> **What you are asked to do**
Word for word, repeat the lines of the records from the one containing "Would you mind indicating the safe dial" through the last line, both included.

> **Task input**
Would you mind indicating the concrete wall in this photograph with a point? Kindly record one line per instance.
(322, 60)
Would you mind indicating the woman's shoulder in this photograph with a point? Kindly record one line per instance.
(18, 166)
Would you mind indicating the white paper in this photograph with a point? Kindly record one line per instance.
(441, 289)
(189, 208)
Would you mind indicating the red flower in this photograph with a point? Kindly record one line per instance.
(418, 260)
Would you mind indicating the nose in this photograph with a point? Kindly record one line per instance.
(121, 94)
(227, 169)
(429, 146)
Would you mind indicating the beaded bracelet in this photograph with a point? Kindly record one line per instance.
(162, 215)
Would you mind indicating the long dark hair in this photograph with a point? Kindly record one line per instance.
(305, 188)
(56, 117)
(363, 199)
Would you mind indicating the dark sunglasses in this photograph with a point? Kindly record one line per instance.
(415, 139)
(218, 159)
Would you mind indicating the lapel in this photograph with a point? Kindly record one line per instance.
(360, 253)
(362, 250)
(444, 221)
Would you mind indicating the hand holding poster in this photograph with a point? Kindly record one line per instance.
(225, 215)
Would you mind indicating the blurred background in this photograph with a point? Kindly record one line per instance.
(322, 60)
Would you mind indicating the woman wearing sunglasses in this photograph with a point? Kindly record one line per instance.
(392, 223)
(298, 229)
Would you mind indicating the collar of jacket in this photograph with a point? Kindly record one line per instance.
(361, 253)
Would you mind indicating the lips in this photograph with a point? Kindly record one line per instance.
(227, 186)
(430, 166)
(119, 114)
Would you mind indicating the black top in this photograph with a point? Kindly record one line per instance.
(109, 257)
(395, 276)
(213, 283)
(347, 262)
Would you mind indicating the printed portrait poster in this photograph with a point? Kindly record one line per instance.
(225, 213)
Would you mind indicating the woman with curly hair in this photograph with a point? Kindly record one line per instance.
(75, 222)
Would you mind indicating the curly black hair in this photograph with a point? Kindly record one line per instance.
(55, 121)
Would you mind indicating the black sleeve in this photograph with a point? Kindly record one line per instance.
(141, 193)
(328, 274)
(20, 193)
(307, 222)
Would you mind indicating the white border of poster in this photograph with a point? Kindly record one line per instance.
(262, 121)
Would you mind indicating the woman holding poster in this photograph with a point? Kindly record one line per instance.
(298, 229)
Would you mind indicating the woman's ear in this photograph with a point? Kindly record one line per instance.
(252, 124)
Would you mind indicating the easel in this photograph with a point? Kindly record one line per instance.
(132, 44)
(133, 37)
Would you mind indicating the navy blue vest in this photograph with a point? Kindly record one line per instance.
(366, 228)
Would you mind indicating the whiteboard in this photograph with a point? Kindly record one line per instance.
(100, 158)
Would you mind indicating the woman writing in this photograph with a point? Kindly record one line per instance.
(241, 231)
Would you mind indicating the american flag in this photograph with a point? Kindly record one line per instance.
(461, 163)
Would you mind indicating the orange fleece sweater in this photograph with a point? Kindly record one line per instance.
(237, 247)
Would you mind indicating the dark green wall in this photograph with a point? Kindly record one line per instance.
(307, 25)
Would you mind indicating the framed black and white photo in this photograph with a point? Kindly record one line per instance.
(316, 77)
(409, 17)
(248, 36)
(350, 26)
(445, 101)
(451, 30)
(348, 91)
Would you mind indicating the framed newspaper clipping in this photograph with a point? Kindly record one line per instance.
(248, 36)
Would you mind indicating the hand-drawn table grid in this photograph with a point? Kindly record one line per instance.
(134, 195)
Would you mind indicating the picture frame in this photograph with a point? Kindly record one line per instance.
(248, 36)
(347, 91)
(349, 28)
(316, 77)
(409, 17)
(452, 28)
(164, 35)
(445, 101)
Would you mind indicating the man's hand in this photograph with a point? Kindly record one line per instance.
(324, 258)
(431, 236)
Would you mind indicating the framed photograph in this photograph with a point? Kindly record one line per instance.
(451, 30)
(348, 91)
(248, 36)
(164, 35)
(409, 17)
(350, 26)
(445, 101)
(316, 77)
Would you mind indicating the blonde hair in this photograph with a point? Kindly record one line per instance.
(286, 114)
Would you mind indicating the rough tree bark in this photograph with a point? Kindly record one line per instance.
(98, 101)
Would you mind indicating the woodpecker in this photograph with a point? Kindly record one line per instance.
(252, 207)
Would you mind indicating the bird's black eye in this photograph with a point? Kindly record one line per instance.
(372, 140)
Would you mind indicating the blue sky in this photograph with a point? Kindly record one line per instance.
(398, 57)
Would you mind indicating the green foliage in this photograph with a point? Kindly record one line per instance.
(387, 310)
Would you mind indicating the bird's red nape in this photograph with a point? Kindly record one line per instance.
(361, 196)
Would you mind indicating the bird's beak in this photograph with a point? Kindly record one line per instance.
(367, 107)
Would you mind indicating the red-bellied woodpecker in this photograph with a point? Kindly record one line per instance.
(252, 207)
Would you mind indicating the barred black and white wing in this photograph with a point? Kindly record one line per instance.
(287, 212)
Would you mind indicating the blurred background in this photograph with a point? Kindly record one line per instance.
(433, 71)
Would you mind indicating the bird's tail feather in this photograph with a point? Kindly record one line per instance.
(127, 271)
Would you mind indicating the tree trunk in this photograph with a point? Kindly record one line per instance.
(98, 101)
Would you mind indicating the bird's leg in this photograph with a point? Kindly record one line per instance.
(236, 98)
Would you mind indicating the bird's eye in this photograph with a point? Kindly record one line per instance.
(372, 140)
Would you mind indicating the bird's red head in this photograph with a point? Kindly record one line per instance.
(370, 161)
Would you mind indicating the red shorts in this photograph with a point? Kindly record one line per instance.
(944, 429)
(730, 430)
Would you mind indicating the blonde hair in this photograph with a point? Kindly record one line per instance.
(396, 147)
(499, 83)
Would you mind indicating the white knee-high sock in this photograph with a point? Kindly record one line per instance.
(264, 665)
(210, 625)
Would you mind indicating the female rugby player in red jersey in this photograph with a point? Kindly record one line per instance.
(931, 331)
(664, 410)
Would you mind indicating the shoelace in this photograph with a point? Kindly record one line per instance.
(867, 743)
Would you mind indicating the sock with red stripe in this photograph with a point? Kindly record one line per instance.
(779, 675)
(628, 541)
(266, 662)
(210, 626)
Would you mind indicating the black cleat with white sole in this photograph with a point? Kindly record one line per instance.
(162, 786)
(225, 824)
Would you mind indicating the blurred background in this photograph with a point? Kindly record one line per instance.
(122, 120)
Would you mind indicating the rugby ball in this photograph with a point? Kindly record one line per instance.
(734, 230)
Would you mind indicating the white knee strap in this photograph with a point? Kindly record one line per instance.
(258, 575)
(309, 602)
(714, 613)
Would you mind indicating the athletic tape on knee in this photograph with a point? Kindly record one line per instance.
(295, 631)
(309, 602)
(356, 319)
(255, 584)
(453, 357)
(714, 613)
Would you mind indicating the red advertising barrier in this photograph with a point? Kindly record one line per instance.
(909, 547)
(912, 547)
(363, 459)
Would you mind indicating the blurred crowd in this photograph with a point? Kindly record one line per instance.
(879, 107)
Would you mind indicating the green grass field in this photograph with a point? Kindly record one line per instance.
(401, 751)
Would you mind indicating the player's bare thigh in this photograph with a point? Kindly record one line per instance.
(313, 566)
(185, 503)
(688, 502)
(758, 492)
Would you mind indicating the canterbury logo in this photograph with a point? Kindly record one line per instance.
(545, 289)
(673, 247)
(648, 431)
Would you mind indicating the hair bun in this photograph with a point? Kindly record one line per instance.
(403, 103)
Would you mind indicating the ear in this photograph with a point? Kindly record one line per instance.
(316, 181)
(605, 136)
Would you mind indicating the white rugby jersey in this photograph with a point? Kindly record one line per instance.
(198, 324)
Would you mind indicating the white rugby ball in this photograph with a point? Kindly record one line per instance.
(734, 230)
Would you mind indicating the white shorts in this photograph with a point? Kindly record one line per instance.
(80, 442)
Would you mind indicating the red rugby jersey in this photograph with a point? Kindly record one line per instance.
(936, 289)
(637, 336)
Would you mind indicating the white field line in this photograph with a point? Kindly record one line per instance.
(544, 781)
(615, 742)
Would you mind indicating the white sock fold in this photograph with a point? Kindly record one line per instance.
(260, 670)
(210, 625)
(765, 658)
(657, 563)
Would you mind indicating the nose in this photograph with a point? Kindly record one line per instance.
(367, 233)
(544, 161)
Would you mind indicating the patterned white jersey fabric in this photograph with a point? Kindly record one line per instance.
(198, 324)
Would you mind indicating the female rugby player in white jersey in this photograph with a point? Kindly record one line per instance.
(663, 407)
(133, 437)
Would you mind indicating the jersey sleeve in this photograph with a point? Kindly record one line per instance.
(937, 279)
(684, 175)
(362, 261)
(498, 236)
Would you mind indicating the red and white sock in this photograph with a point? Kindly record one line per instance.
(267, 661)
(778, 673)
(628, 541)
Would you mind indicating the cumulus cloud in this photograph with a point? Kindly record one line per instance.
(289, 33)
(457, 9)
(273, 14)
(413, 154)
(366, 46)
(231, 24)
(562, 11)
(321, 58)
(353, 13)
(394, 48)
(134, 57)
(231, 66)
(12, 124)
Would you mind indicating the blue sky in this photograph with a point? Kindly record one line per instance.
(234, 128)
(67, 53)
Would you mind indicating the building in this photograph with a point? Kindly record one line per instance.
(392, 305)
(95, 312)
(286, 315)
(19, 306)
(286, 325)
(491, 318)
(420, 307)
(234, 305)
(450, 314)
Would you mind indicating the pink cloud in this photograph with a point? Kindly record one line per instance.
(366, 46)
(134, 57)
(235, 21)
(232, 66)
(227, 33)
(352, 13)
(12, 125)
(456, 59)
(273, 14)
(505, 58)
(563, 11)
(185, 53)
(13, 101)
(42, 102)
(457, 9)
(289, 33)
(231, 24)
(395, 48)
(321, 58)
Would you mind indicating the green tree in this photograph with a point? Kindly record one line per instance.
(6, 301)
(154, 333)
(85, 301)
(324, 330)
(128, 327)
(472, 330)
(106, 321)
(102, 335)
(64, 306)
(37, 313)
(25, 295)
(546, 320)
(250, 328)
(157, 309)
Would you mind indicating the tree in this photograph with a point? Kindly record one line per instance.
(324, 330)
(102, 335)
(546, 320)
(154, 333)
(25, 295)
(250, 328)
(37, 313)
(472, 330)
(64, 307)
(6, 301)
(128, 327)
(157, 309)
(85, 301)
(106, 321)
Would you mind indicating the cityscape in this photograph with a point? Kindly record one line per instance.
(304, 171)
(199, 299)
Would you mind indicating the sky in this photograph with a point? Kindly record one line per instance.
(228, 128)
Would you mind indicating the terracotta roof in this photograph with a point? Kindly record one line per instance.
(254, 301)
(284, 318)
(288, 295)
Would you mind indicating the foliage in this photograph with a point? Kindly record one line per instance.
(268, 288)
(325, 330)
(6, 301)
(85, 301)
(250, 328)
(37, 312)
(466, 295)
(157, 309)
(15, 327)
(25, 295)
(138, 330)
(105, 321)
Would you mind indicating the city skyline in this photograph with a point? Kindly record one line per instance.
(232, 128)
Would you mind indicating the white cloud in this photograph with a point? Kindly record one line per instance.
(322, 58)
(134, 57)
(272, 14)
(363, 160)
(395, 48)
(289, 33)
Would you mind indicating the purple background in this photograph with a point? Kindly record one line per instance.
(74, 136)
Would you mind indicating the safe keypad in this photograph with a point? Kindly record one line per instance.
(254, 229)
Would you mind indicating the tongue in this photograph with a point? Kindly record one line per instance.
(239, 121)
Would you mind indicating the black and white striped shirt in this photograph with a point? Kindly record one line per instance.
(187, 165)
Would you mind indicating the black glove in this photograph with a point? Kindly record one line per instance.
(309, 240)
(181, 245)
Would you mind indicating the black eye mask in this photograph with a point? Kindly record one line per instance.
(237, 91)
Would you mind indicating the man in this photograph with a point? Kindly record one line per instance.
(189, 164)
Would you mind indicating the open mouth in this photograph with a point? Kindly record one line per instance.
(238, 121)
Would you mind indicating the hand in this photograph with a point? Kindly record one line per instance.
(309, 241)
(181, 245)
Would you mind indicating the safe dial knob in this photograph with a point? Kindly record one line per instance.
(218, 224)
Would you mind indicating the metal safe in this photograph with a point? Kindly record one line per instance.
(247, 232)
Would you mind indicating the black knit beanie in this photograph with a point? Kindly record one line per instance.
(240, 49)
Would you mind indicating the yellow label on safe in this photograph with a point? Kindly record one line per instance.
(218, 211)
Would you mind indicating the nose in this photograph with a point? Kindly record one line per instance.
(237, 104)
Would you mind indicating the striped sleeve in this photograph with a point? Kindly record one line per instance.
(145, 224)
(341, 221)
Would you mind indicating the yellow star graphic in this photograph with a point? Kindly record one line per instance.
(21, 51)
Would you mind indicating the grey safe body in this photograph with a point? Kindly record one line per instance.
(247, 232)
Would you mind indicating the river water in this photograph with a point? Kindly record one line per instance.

> **Answer in full**
Would you mind indicating the safe dial knob in this photograph with a point? Kindly record one line per instance.
(218, 224)
Would you mind indicating the metal safe in this photograph with a point? Kindly record one line per instance.
(247, 232)
Would you mind indicating the black knit beanie in this photograph with a point? Kindly record one line per instance.
(240, 49)
Would you mind indicating the yellow label on safe in this photograph with a point? Kindly record one line per instance.
(218, 211)
Would you mind indicating the nose in this photograph with a point? Kindly record one line per instance.
(237, 104)
Would you mind indicating the striped sleeve in this photograph with a point? Kindly record one line per instance.
(145, 224)
(341, 221)
Would you mind indicating the yellow star graphic in this photograph with a point? Kindly record one line per instance.
(21, 51)
Would you mind indicating the grey safe body in this photograph with a point? Kindly record one line per instance.
(247, 232)
Would you mind indicating the river water in this photograph with a point? Kindly record one line per instance.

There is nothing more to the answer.